• [Problem statement]
Beginning with the line containing "Task: for the greenhouse-bench survey, tag the bus" and ending with the last line, repeat the records exactly.
— Begin Dataset rows —
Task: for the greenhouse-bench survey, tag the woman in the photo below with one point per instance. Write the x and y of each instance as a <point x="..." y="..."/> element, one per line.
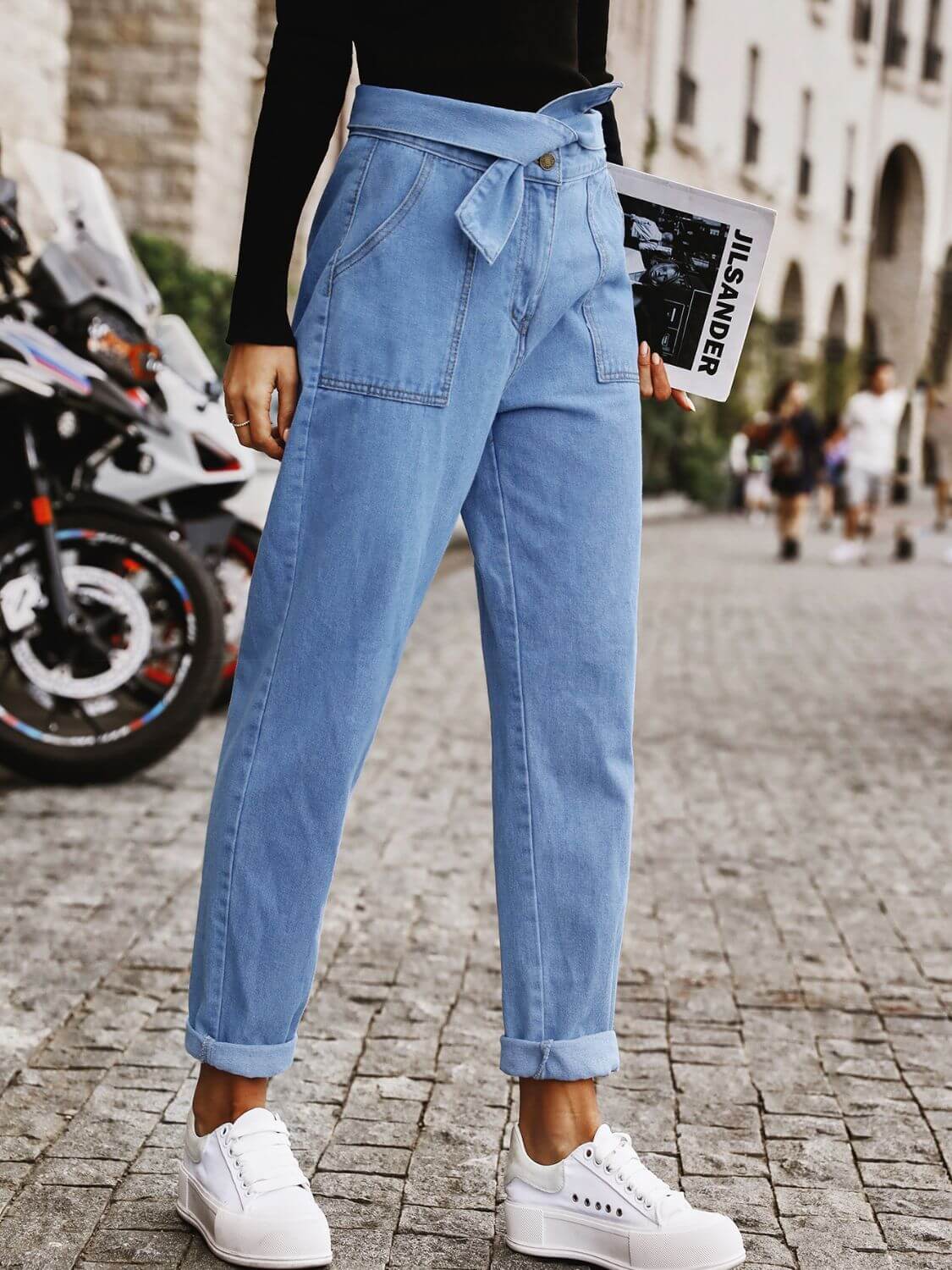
<point x="938" y="431"/>
<point x="464" y="340"/>
<point x="792" y="439"/>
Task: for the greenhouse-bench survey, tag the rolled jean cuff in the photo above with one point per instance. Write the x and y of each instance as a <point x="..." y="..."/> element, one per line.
<point x="576" y="1059"/>
<point x="240" y="1059"/>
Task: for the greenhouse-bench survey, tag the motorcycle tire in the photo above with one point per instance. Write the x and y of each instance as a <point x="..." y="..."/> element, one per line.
<point x="182" y="698"/>
<point x="240" y="554"/>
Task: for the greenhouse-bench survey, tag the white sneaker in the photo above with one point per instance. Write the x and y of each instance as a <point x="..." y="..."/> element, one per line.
<point x="244" y="1190"/>
<point x="601" y="1204"/>
<point x="848" y="553"/>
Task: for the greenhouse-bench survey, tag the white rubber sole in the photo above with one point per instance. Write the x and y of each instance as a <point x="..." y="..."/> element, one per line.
<point x="555" y="1234"/>
<point x="195" y="1208"/>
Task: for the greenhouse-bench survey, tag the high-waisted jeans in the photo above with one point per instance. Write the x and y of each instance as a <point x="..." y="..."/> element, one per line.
<point x="466" y="340"/>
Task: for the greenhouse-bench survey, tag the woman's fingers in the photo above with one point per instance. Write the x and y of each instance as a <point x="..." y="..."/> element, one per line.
<point x="261" y="433"/>
<point x="289" y="391"/>
<point x="652" y="378"/>
<point x="645" y="370"/>
<point x="659" y="378"/>
<point x="250" y="378"/>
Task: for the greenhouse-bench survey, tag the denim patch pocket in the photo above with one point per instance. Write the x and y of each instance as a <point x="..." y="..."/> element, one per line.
<point x="608" y="307"/>
<point x="400" y="279"/>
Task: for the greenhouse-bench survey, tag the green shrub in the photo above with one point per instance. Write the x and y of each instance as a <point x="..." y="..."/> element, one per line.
<point x="688" y="452"/>
<point x="201" y="296"/>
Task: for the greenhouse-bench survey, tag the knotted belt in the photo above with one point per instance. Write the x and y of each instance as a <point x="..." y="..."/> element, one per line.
<point x="515" y="137"/>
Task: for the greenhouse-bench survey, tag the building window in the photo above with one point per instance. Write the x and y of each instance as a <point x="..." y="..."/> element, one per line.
<point x="896" y="40"/>
<point x="862" y="22"/>
<point x="805" y="170"/>
<point x="751" y="126"/>
<point x="687" y="84"/>
<point x="850" y="188"/>
<point x="932" y="52"/>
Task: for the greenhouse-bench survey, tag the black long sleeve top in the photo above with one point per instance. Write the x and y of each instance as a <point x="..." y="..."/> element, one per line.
<point x="513" y="53"/>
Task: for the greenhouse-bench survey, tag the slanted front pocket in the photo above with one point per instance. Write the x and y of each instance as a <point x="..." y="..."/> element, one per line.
<point x="608" y="307"/>
<point x="400" y="281"/>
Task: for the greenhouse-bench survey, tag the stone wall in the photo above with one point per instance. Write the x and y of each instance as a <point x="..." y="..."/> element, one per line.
<point x="160" y="96"/>
<point x="228" y="96"/>
<point x="33" y="71"/>
<point x="132" y="108"/>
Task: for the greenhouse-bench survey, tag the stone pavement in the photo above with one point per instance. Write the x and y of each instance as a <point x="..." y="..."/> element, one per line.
<point x="786" y="995"/>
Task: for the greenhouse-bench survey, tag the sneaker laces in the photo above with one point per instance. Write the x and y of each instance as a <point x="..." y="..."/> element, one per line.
<point x="263" y="1156"/>
<point x="614" y="1152"/>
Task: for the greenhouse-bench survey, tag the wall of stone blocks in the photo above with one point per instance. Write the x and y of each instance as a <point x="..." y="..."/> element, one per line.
<point x="35" y="71"/>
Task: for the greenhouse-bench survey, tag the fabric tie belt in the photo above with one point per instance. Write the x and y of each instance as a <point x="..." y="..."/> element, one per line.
<point x="515" y="137"/>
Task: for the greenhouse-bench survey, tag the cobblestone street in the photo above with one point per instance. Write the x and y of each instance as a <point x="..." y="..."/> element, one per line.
<point x="784" y="1008"/>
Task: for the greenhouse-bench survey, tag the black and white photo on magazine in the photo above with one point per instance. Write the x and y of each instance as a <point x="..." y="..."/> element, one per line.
<point x="695" y="262"/>
<point x="673" y="263"/>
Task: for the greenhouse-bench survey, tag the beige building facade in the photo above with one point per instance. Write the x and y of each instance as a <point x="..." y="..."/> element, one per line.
<point x="835" y="112"/>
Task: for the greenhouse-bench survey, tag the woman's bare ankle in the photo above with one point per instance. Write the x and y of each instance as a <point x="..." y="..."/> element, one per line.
<point x="556" y="1117"/>
<point x="221" y="1097"/>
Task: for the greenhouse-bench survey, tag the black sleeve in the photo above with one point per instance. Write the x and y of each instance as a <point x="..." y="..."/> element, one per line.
<point x="304" y="93"/>
<point x="593" y="51"/>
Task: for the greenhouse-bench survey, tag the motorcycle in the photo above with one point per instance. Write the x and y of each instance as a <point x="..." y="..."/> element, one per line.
<point x="91" y="290"/>
<point x="111" y="630"/>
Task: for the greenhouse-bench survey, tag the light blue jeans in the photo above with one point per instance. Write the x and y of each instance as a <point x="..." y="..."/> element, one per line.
<point x="466" y="340"/>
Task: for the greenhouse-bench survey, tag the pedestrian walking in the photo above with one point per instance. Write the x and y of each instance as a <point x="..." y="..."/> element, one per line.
<point x="938" y="431"/>
<point x="464" y="340"/>
<point x="870" y="426"/>
<point x="791" y="437"/>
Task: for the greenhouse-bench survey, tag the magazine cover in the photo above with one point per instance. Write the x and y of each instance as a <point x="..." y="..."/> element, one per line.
<point x="695" y="262"/>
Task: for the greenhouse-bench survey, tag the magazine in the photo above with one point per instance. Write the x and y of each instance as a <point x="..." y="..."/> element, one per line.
<point x="695" y="262"/>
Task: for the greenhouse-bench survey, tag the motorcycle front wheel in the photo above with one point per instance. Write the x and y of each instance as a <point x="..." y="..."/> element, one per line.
<point x="141" y="678"/>
<point x="234" y="576"/>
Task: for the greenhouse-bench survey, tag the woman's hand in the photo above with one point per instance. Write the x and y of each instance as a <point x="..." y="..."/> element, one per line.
<point x="652" y="378"/>
<point x="250" y="376"/>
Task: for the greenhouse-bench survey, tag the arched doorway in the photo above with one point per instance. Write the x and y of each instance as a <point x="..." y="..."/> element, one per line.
<point x="896" y="306"/>
<point x="941" y="348"/>
<point x="789" y="332"/>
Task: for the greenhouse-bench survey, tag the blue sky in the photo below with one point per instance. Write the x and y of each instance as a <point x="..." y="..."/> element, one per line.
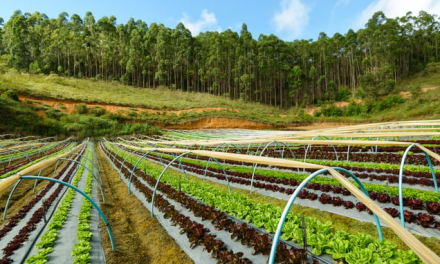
<point x="287" y="19"/>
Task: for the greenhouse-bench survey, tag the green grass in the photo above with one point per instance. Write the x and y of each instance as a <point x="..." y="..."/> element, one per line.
<point x="92" y="91"/>
<point x="425" y="106"/>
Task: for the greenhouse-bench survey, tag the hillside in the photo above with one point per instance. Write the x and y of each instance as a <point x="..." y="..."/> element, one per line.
<point x="87" y="107"/>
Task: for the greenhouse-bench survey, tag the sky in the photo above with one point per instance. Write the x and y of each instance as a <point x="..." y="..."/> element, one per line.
<point x="287" y="19"/>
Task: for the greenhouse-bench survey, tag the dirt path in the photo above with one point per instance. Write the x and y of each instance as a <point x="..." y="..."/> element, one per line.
<point x="319" y="126"/>
<point x="215" y="123"/>
<point x="68" y="107"/>
<point x="138" y="237"/>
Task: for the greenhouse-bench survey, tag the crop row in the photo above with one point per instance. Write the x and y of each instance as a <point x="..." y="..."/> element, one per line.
<point x="338" y="243"/>
<point x="15" y="170"/>
<point x="422" y="219"/>
<point x="37" y="216"/>
<point x="48" y="239"/>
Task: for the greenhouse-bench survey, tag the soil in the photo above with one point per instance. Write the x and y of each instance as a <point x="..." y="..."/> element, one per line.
<point x="139" y="238"/>
<point x="408" y="94"/>
<point x="315" y="126"/>
<point x="215" y="123"/>
<point x="23" y="194"/>
<point x="68" y="107"/>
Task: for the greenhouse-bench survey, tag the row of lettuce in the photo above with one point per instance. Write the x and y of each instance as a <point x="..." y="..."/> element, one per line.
<point x="82" y="248"/>
<point x="426" y="196"/>
<point x="62" y="151"/>
<point x="323" y="238"/>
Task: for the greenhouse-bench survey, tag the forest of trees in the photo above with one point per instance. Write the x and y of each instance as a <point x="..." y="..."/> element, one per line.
<point x="230" y="64"/>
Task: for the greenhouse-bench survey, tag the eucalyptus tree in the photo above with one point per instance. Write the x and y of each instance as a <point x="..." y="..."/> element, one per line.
<point x="17" y="40"/>
<point x="1" y="35"/>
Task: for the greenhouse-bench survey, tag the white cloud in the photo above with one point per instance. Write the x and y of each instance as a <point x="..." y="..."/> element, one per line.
<point x="207" y="22"/>
<point x="397" y="8"/>
<point x="292" y="18"/>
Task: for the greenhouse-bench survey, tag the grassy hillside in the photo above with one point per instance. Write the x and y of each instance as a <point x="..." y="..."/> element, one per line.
<point x="415" y="105"/>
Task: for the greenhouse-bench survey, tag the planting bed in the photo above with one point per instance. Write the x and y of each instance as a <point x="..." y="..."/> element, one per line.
<point x="217" y="196"/>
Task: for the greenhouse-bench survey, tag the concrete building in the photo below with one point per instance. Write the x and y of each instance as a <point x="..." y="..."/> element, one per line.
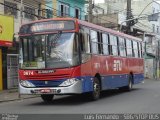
<point x="67" y="8"/>
<point x="149" y="24"/>
<point x="9" y="55"/>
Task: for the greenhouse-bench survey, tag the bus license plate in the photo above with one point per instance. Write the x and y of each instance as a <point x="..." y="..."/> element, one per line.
<point x="45" y="91"/>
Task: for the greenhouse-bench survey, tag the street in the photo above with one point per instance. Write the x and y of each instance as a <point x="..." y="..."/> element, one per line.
<point x="144" y="98"/>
— End Dataset rows —
• [Right answer]
Task: for the greenhouse-bench survey, tag the bus license plate in the photo above with one point per instance. Write the x and y of each instance as a <point x="..." y="..."/> element, one per line.
<point x="45" y="91"/>
Task: for the greenhouse-bench survey, tag the street in the photo above with one point per instance. Write the x and y of each instance as a <point x="..." y="..."/> element, one per line.
<point x="144" y="98"/>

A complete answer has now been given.